Data records:
++++++
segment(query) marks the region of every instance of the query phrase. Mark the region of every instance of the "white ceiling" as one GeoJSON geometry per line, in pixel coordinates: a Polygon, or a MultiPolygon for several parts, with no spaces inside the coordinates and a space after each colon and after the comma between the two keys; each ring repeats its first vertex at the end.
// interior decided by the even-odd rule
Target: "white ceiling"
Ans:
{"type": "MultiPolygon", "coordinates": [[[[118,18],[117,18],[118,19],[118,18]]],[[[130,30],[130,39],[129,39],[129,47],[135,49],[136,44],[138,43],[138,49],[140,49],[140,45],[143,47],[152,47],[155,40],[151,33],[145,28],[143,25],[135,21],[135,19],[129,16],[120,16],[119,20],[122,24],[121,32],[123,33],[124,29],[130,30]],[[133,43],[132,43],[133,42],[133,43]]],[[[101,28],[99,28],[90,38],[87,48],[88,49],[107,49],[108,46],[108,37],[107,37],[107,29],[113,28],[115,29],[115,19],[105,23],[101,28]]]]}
++++++
Exercise directions:
Rename "white ceiling" to "pale ceiling" throughout the records, and write out every line again with nothing else changed.

Response to this exercise:
segment(query) marks the region of every instance of the query phrase. Mark the region of every instance of the "pale ceiling" as one GeoJSON geometry per line, in pixel coordinates: a Polygon, or a MultiPolygon for several parts, with no spaces inside the coordinates and a space after each colon and after the comma between the two keys; each ring repeats its first vertex at the end.
// interior decided by the even-odd rule
Target: "pale ceiling"
Ans:
{"type": "MultiPolygon", "coordinates": [[[[118,18],[117,18],[118,19],[118,18]]],[[[130,30],[130,39],[129,39],[129,47],[135,49],[136,44],[138,43],[138,49],[140,49],[140,45],[143,47],[152,47],[155,40],[151,33],[145,28],[143,25],[135,21],[135,19],[129,16],[120,16],[119,20],[122,24],[121,32],[123,33],[124,29],[130,30]],[[133,43],[132,43],[133,42],[133,43]]],[[[101,28],[99,28],[90,38],[87,48],[88,49],[107,49],[108,46],[108,37],[107,37],[107,29],[113,28],[115,29],[115,19],[105,23],[101,28]]]]}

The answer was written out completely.